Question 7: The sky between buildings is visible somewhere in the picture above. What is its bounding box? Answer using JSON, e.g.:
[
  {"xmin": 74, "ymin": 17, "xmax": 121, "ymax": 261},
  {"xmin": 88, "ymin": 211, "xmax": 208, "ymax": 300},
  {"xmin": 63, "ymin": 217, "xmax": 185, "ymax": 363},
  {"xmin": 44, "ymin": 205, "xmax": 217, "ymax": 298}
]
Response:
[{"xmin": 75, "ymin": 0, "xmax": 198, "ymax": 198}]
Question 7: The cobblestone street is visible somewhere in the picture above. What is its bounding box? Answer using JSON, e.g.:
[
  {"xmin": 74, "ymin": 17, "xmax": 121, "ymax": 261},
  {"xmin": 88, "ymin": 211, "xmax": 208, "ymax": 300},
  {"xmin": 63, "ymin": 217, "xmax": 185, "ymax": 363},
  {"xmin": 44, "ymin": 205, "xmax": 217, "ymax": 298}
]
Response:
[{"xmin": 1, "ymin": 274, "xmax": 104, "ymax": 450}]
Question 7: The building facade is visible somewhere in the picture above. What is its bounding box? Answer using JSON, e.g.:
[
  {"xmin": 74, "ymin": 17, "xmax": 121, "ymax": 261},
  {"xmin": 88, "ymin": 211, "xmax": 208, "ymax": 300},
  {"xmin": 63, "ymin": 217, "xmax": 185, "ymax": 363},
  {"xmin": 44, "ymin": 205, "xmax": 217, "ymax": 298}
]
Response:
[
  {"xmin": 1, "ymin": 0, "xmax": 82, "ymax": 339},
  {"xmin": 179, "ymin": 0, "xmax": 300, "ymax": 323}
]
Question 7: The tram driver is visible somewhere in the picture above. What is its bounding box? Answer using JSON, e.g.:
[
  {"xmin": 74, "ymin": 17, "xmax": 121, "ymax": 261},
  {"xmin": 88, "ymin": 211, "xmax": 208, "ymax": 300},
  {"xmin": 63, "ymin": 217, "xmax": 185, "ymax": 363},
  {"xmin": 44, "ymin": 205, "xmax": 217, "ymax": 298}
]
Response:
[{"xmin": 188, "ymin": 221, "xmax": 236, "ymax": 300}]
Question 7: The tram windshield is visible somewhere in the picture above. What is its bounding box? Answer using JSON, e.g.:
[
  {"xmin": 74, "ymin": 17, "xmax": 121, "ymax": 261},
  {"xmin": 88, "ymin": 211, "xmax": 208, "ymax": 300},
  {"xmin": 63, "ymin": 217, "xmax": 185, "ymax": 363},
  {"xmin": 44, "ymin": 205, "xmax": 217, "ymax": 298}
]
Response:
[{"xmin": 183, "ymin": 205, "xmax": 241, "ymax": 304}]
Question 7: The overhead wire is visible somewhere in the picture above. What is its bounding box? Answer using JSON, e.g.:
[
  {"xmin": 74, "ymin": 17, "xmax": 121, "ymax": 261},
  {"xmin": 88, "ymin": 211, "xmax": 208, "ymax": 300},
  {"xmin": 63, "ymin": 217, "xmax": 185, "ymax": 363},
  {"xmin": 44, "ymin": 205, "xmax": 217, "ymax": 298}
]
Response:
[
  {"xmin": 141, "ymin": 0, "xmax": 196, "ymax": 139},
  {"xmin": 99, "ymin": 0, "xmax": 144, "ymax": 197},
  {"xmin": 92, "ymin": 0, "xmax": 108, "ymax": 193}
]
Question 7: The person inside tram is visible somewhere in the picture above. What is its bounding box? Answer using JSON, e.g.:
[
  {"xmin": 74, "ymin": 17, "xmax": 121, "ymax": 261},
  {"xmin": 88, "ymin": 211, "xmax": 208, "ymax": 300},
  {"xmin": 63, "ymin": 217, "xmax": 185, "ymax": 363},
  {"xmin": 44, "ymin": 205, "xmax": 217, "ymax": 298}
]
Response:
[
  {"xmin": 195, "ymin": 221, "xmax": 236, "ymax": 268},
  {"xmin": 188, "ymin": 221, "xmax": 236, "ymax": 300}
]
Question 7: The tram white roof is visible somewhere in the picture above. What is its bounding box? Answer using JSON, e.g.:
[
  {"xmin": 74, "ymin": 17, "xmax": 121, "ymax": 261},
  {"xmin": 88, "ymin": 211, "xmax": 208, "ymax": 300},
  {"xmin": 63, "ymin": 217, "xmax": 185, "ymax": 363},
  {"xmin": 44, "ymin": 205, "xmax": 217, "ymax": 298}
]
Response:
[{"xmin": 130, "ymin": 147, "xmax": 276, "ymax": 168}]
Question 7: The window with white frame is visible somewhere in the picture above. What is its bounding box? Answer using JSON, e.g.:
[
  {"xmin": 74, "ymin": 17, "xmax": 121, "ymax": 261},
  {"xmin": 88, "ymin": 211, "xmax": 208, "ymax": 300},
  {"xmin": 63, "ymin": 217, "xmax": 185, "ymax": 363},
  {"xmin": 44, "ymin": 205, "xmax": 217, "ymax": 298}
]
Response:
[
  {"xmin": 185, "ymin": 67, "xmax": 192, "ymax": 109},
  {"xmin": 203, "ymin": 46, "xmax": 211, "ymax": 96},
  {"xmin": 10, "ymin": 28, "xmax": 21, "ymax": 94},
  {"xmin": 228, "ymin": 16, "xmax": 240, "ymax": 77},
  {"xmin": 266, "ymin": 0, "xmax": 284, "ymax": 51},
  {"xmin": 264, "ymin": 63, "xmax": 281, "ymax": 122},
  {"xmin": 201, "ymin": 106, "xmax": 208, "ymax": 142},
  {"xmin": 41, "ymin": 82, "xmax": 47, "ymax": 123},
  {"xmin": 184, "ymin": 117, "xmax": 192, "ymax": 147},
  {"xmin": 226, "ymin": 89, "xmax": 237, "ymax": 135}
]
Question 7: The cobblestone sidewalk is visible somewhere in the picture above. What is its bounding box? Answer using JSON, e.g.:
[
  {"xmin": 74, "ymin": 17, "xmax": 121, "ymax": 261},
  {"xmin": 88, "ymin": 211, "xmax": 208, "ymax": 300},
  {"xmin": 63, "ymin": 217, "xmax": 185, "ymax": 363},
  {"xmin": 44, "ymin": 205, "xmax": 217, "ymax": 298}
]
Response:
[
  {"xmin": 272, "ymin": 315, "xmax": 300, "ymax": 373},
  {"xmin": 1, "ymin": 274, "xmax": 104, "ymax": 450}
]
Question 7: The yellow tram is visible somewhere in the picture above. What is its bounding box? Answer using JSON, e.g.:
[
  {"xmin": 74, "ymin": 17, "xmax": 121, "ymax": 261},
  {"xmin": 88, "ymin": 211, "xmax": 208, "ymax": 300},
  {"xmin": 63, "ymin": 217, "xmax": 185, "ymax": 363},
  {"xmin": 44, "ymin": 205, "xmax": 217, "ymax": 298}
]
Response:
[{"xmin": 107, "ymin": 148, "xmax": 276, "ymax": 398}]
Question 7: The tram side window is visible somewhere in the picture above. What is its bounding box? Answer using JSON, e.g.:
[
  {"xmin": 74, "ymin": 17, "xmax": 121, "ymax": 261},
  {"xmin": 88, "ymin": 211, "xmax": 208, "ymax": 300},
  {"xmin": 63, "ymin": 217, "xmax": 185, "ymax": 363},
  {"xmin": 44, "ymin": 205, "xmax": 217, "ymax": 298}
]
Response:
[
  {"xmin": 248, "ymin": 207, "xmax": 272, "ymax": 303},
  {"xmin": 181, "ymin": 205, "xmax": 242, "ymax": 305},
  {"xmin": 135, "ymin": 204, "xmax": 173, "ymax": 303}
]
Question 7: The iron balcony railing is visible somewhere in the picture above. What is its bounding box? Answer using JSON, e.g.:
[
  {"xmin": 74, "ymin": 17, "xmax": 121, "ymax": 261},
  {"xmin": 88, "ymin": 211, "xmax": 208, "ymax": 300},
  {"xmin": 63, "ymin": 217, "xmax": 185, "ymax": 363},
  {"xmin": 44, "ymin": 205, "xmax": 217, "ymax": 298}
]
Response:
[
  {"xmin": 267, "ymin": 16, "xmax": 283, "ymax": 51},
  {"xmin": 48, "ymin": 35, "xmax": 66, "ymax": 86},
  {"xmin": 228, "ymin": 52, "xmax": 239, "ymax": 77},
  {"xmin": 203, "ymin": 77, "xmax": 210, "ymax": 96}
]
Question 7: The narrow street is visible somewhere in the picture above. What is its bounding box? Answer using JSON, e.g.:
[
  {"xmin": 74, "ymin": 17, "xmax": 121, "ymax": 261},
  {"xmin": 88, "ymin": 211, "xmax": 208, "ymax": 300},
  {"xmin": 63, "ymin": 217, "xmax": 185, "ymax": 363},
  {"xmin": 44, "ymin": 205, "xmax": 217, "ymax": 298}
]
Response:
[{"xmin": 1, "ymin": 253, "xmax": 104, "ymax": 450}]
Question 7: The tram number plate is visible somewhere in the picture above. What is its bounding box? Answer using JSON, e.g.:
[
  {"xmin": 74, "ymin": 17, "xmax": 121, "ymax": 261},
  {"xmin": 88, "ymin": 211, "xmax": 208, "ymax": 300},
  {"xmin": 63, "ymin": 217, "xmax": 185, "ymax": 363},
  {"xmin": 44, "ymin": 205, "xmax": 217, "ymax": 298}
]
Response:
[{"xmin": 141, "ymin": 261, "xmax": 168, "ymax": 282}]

:::::

Challenge: Repeat everything from the line that contains "Question 7: The tram number" down through the end of the items, character for character.

Full answer:
Question 7: The tram number plate is visible somewhere in the picture above. What is its bounding box? Answer using JSON, e.g.:
[
  {"xmin": 74, "ymin": 17, "xmax": 121, "ymax": 261},
  {"xmin": 88, "ymin": 211, "xmax": 208, "ymax": 300},
  {"xmin": 63, "ymin": 217, "xmax": 185, "ymax": 363},
  {"xmin": 44, "ymin": 205, "xmax": 217, "ymax": 298}
]
Response:
[{"xmin": 141, "ymin": 261, "xmax": 168, "ymax": 282}]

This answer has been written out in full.